■ Problem to work on ■
Copy every line that contains the string "instance" from the entries below.

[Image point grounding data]
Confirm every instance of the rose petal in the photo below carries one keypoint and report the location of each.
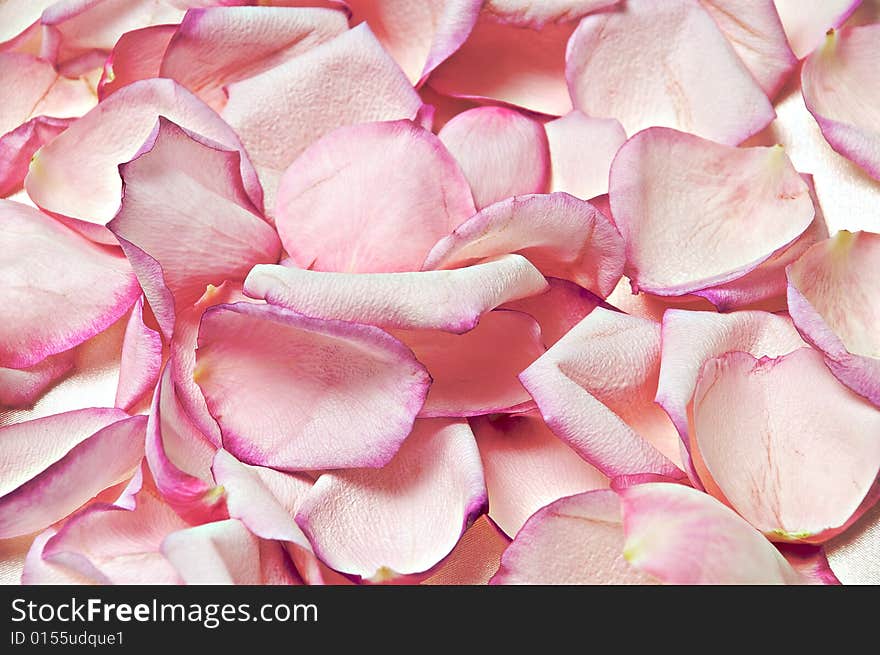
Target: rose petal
(562, 236)
(581, 151)
(575, 540)
(836, 307)
(351, 80)
(183, 185)
(329, 194)
(595, 389)
(64, 291)
(795, 460)
(636, 64)
(733, 209)
(528, 467)
(682, 536)
(434, 300)
(476, 372)
(404, 518)
(293, 392)
(502, 152)
(122, 122)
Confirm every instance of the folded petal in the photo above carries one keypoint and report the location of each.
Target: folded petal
(528, 467)
(329, 194)
(575, 540)
(350, 78)
(595, 389)
(562, 236)
(636, 64)
(757, 36)
(122, 122)
(183, 185)
(581, 151)
(732, 210)
(476, 372)
(841, 90)
(806, 22)
(293, 392)
(418, 35)
(835, 305)
(434, 300)
(217, 46)
(404, 518)
(683, 536)
(65, 290)
(502, 152)
(796, 461)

■ Answer to this exercise ■
Confirm every instance of the rose petal in the photo below carries one keypoint and report the location of each.
Confirm every instance of the folded petal in the photo above carries one keypoint and report the location of each.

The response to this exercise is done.